→ EXERCISE INSTRUCTIONS: Copy each line of the data below, character for character.

────────────────

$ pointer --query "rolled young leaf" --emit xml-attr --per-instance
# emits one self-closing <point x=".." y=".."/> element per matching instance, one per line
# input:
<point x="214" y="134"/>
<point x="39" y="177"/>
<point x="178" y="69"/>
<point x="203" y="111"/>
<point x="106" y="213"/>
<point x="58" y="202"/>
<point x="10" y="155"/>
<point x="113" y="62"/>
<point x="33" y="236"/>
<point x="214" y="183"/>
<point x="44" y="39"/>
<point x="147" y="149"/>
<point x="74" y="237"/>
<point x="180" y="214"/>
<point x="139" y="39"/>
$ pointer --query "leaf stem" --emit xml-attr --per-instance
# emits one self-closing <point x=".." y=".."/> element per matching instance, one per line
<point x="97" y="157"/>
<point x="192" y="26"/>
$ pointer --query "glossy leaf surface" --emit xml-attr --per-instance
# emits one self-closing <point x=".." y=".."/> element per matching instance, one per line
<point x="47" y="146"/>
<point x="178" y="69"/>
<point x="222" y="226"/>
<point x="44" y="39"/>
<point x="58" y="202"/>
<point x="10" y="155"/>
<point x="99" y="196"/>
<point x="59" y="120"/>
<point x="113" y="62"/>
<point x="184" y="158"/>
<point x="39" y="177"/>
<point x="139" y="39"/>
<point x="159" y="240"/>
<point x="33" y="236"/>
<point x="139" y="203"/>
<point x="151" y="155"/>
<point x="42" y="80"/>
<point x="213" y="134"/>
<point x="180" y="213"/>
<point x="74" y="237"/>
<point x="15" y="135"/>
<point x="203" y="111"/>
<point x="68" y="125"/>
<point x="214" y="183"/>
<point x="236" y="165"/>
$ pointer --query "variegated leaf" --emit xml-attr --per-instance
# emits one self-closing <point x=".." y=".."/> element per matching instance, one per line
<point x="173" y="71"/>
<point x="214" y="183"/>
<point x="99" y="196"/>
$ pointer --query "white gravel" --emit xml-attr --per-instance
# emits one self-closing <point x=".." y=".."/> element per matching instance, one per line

────────────────

→ PROBLEM SOLUTION:
$ pointer --query "rolled young leaf" --emit xml-attr --per-instance
# emits one self-closing <point x=".." y=".."/> element per matching instance, one per line
# input:
<point x="214" y="134"/>
<point x="39" y="177"/>
<point x="178" y="69"/>
<point x="203" y="111"/>
<point x="106" y="213"/>
<point x="58" y="202"/>
<point x="10" y="155"/>
<point x="113" y="62"/>
<point x="33" y="236"/>
<point x="214" y="183"/>
<point x="44" y="39"/>
<point x="147" y="149"/>
<point x="74" y="237"/>
<point x="180" y="214"/>
<point x="139" y="39"/>
$ pointer --query "leaf stem" --emit xml-attr --per-instance
# emits one self-closing <point x=".." y=".."/> element per matching instance, one per line
<point x="97" y="157"/>
<point x="192" y="26"/>
$ pointer --query "glossy leaf surface" --emit xml-attr --per-instance
# emits one self-closing <point x=".." y=".."/> element per matching instance, one per line
<point x="47" y="146"/>
<point x="178" y="69"/>
<point x="222" y="226"/>
<point x="44" y="39"/>
<point x="58" y="202"/>
<point x="10" y="155"/>
<point x="99" y="196"/>
<point x="59" y="120"/>
<point x="113" y="62"/>
<point x="184" y="158"/>
<point x="39" y="177"/>
<point x="139" y="39"/>
<point x="159" y="240"/>
<point x="33" y="236"/>
<point x="139" y="203"/>
<point x="151" y="155"/>
<point x="42" y="80"/>
<point x="213" y="134"/>
<point x="180" y="213"/>
<point x="74" y="237"/>
<point x="15" y="135"/>
<point x="203" y="111"/>
<point x="68" y="125"/>
<point x="214" y="183"/>
<point x="236" y="165"/>
$ pointer --query "variegated leaf" --emit xml-attr --per-instance
# emits one self-closing <point x=".." y=".."/> element per matching instance, one per line
<point x="173" y="71"/>
<point x="214" y="183"/>
<point x="99" y="196"/>
$ pointer --query "white gravel" --emit xml-attr --per-instance
# emits one self-closing <point x=".." y=".."/> element per matching instance, one per line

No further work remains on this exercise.